Trecho do texto:
----------------------------------------

Osamu sustenta sua família nada convencional praticando pequenos furtos, no que é ajudado por seu filho. Ao fim de mais um dia de delinquências, se deparam com uma garotinha, aparentemente perdida. Eles relutam em acolher a menina, afinal, o dinheiro que conseguem quase não é suficiente, mas a mulher de Osamu resolve ficar com a pequena ao saber das condições em que ela vive. Essa família bandida parece feliz, até que um incidente vai revelar segredos que irão por à prova os laços que os mantém juntos. Ao abordar temas polêmicos como o de um clã inteiro que se entrega à marginalidade sem o menor drama de consciência, o filme já marca um golaço ao não se permitir patrulhar pelo politicamente correto e levantar questões complexas com humor e uma profundidade que nem todo mundo suporta.

Liz batalha para conseguir criar sozinha a filha. O sedutor Theodore Robert Bundy aparece em sua vida e ela logo se apaixona por ele. Ted Bundy, sempre amoroso para com a companheira e a filha dela, dá vazão a sua personalidade doentia ao assassinar friamente as mulheres que seduz. O criminoso é finalmente apanhado, mas Liz custa a acreditar que ele seja culpado pelas mortes, tão cega esse amor, avassalador e implacável, a deixou. Bundy enxerga nas mulheres, sejam elas como forem, predicados que elas sabem que não possuem. “Ted Bundy: A Face Irresistível do Mal” é cirúrgico ao esquadrinhar as misérias da alma humana que, quando muito esfarrapada, é capaz de se render ao primeiro facínora gentil que aparece.

Sozinhos, sem quaisquer vínculos familiares e com alguns problemas sociais, os vizinhos Andy e Mike foram feitos um para o outro. Eles não sabem ao certo o que é a felicidade, mas felicidade para eles é comer pizza congelada todos os dias, assistir a filmes antigos de kung-fu, tentar decifrar enigmas bestas e, claro, praticar paddleton, um jogo inventado pelos dois. A vida nada empolgante desses amigos segue seu curso monótono, mas perene, até que Mike é diagnosticado com câncer no estômago e sente que não vai viver muito mais. A fim de preservar sua qualidade de vida e o pouco que lhe resta de sanidade mental, Mike toma uma decisão: prefere morrer o mais breve possível, enquanto ainda tem saúde, por meio do suicídio assistido, legalizado em alguns estados americanos.

----------------------------------------

[Dados de ancoragem de expressões referenciais]

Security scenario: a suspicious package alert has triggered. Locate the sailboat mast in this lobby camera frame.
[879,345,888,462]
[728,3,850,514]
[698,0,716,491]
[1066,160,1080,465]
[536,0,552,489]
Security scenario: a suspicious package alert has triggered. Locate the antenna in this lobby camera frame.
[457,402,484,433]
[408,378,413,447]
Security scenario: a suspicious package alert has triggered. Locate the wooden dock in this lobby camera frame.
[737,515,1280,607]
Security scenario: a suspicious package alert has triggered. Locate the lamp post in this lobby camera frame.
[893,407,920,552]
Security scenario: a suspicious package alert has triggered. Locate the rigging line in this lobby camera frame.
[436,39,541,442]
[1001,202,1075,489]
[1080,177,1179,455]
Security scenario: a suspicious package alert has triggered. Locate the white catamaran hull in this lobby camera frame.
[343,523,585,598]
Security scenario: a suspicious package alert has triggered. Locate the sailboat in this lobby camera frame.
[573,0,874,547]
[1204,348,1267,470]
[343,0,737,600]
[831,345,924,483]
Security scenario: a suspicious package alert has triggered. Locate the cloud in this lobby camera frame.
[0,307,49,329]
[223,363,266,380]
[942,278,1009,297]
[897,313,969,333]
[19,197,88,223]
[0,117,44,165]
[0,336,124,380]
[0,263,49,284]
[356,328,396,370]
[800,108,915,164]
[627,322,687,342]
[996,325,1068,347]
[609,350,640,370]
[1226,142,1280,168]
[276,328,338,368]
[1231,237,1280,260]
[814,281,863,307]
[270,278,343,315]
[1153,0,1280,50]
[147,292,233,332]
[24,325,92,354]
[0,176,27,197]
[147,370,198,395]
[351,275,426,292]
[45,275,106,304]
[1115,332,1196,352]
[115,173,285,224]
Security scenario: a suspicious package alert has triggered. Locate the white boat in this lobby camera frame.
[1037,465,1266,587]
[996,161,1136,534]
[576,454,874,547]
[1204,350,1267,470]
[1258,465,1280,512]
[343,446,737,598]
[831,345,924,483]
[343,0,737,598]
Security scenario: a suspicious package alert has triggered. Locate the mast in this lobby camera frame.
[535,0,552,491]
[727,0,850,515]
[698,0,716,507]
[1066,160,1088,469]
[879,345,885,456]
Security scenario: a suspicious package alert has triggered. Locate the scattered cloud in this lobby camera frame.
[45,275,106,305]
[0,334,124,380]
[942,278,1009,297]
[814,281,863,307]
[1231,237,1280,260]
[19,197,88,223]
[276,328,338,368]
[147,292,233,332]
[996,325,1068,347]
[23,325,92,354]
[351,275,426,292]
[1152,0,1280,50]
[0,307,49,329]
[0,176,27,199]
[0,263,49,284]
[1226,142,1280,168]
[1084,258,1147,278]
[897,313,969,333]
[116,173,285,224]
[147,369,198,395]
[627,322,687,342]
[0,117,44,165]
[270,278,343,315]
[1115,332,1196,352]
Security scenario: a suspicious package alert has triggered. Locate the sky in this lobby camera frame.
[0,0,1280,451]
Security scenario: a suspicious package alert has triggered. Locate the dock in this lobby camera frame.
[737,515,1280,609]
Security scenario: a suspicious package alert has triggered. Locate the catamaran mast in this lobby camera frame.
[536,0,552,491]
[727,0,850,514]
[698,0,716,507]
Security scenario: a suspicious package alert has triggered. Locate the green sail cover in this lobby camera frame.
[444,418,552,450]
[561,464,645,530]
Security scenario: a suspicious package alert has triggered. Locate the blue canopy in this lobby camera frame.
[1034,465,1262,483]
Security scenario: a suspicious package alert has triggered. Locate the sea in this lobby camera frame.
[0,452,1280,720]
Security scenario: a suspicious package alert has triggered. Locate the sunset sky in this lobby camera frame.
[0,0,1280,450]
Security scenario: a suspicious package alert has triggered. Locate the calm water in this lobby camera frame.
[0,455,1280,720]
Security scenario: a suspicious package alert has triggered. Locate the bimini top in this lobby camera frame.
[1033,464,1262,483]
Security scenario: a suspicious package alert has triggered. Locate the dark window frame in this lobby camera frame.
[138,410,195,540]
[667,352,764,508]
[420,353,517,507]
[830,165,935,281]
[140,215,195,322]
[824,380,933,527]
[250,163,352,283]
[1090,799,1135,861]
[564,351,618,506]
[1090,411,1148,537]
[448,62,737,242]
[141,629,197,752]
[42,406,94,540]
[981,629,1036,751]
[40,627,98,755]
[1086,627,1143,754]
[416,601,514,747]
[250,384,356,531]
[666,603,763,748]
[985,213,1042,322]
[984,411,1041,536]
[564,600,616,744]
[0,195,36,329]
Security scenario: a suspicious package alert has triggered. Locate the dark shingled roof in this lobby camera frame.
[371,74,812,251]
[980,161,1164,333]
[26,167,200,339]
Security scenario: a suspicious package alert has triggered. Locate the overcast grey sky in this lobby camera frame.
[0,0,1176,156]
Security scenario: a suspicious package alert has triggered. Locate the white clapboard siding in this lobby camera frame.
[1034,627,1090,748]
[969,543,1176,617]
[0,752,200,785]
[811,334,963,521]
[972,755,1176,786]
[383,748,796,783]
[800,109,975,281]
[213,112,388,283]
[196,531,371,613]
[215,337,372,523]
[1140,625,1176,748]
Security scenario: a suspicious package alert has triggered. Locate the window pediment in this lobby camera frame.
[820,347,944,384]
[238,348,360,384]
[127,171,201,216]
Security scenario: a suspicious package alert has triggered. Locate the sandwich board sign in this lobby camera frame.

----------------------------------------

Tarefas a realizar:
A – Reproduza, do trecho sobre filmes, a passagem que começa nas palavras "Liz batalha para" e termina após as palavras "gentil que aparece.".
B – Segundo o trecho sobre filmes, qual é a doença diagnosticada em Mike?
C – Redija a continuação do trecho sobre filmes, começando logo após a última frase apresentada.

Respostas do exercício:
A –
Liz batalha para conseguir criar sozinha a filha. O sedutor Theodore Robert Bundy aparece em sua vida e ela logo se apaixona por ele. Ted Bundy, sempre amoroso para com a companheira e a filha dela, dá vazão a sua personalidade doentia ao assassinar friamente as mulheres que seduz. O criminoso é finalmente apanhado, mas Liz custa a acreditar que ele seja culpado pelas mortes, tão cega esse amor, avassalador e implacável, a deixou. Bundy enxerga nas mulheres, sejam elas como forem, predicados que elas sabem que não possuem. “Ted Bundy: A Face Irresistível do Mal” é cirúrgico ao esquadrinhar as misérias da alma humana que, quando muito esfarrapada, é capaz de se render ao primeiro facínora gentil que aparece.

B – Câncer no estômago.

C –
Passadas três décadas e meia, vem à luz a continuação da história sobre um policial que caçava androides em Los Angeles. O original, lançado em 1982, passava-se em 2019. O futuro já é passado, mas a saga resistiu. Dessa vez, a trama se desenrola em 2049 e a tarefa coube a K, um novo blade runner, que não caça androides, apenas os “aposenta”. Num amanhã ainda menos promissor, os replicantes se tornaram mais saidinhos e inspiram o medo na população e a fúria das autoridades. O trabalho de K fica um tanto mais difícil devido à descoberta de uma caixa na qual está o mote do novo “Blade Runner”. Uma androide gera uma filha, cujo pai é um humano. Um milagre, portanto. O diretor Denis Villeneuve aceitou o desafio de dar sequência à história, que decerto não para por aí, por temer que outra pessoa não desse ao filme o tratamento que ele merecia. Foi o homem certo para o projeto certo: “Blade Runner 2049” é fiel à ideia que lhe deu azo, sem, no entanto, ter ficado com cara de um simples pastiche do original. Em “Blade Runner 2049”, Villeneuve conseguiu, a partir de um filme-conceito amplamente conhecido e cultuado, imprimir sua assinatura e sua visão de mundo. Clássico com uma genealogia à sua altura.